Saved entries:
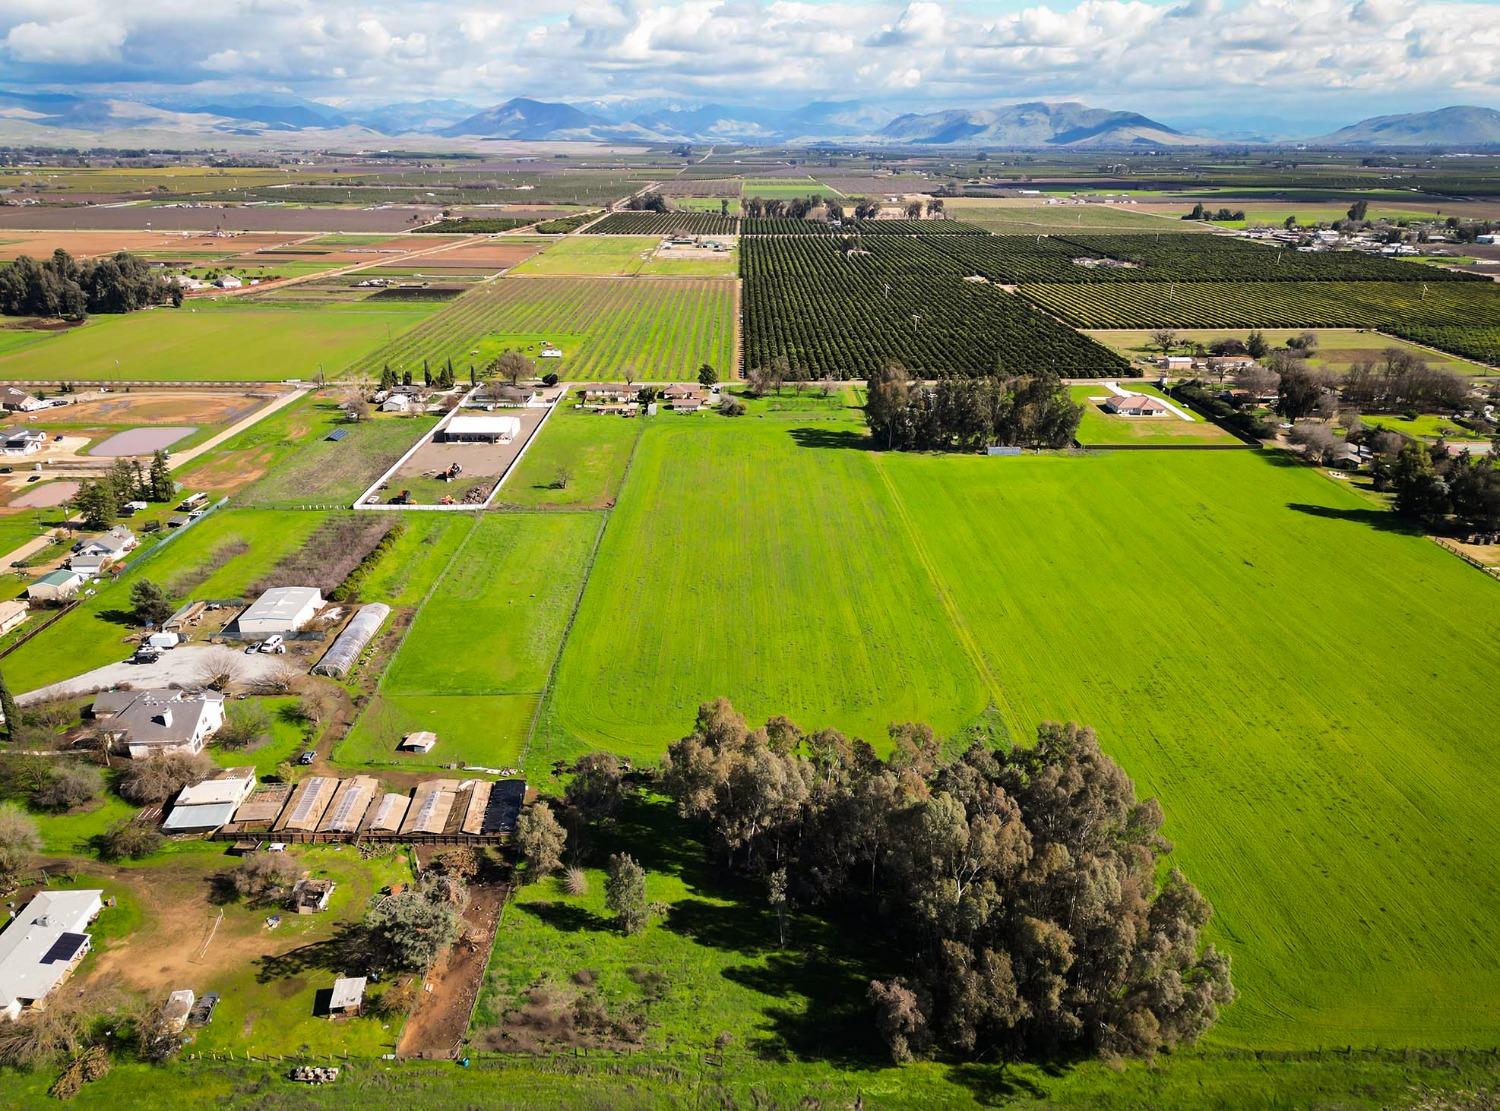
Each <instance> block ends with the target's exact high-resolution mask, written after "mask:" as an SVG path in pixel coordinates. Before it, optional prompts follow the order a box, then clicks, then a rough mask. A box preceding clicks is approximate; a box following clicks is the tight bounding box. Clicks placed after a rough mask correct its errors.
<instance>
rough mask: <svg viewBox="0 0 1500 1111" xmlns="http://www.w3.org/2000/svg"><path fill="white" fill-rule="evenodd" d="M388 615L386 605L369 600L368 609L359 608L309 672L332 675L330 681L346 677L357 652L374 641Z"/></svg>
mask: <svg viewBox="0 0 1500 1111" xmlns="http://www.w3.org/2000/svg"><path fill="white" fill-rule="evenodd" d="M389 616H390V606H387V604H386V603H381V601H372V603H371V604H369V606H360V612H359V613H356V615H354V618H353V619H351V621H350V624H348V625H345V627H344V631H342V633H339V637H338V640H335V642H333V646H332V648H329V651H327V652H324V655H323V660H320V661H318V664H317V666H315V667H314V669H312V670H314V673H315V675H332V676H333V678H335V679H342V678H344V676H345V675H348V673H350V670H351V669H353V667H354V664H356V663H357V661H359V658H360V652H363V651H365V646H366V645H368V643H369V642H371V640H374V639H375V634H377V633H378V631H380V627H381V625H384V624H386V618H389Z"/></svg>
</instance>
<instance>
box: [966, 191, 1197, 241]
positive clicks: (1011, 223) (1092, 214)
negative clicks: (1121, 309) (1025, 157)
mask: <svg viewBox="0 0 1500 1111" xmlns="http://www.w3.org/2000/svg"><path fill="white" fill-rule="evenodd" d="M1191 207H1193V205H1188V208H1191ZM944 210H945V211H947V213H948V214H950V216H954V217H957V219H960V220H963V222H966V223H978V225H980V226H981V228H987V229H989V231H992V232H995V234H998V235H1055V234H1067V232H1070V231H1116V232H1119V231H1143V232H1154V234H1157V235H1163V234H1167V232H1194V231H1206V229H1208V225H1203V223H1200V222H1197V220H1173V219H1166V217H1161V216H1154V214H1152V213H1149V211H1140V210H1137V208H1128V207H1119V205H1107V204H1083V205H1073V204H1035V202H1034V204H1019V202H1016V201H986V199H980V198H962V196H960V198H950V199H947V201H944ZM1185 211H1187V210H1185Z"/></svg>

ACTION ITEM: In the answer, repeat exactly the lines from the top of the entries above through the line with "positive clicks: (1011, 223) (1092, 214)", and leave pictures out of it.

COMPLETED TASK:
Each <instance> block ends with the target's exact high-resolution mask, written after "mask:" as an SVG path in pixel coordinates. Before it, optional prompts follow the order a box, then clicks, then a rough mask. A box preceding clicks is approximate; a box following clicks is the tight bounding box. Clicks placed after a rough mask correct its errors.
<instance>
rough mask: <svg viewBox="0 0 1500 1111" xmlns="http://www.w3.org/2000/svg"><path fill="white" fill-rule="evenodd" d="M388 615L386 605L369 600L368 609L359 608L309 672L332 675L330 681L346 677L357 652L374 641Z"/></svg>
mask: <svg viewBox="0 0 1500 1111" xmlns="http://www.w3.org/2000/svg"><path fill="white" fill-rule="evenodd" d="M389 616H390V606H387V604H386V603H381V601H372V603H371V604H369V606H360V612H359V613H356V615H354V618H353V619H351V621H350V624H348V625H345V627H344V631H342V633H339V637H338V640H335V642H333V646H332V648H329V651H327V652H324V655H323V660H320V661H318V664H317V666H315V667H314V669H312V670H314V673H315V675H332V676H333V678H335V679H342V678H344V676H345V675H348V673H350V670H351V669H353V667H354V664H356V663H357V661H359V658H360V652H363V651H365V646H366V645H368V643H369V642H371V640H374V639H375V634H377V633H378V631H380V627H381V625H384V624H386V618H389Z"/></svg>
</instance>
<instance>
box: [966, 191, 1197, 241]
positive clicks: (1011, 223) (1092, 214)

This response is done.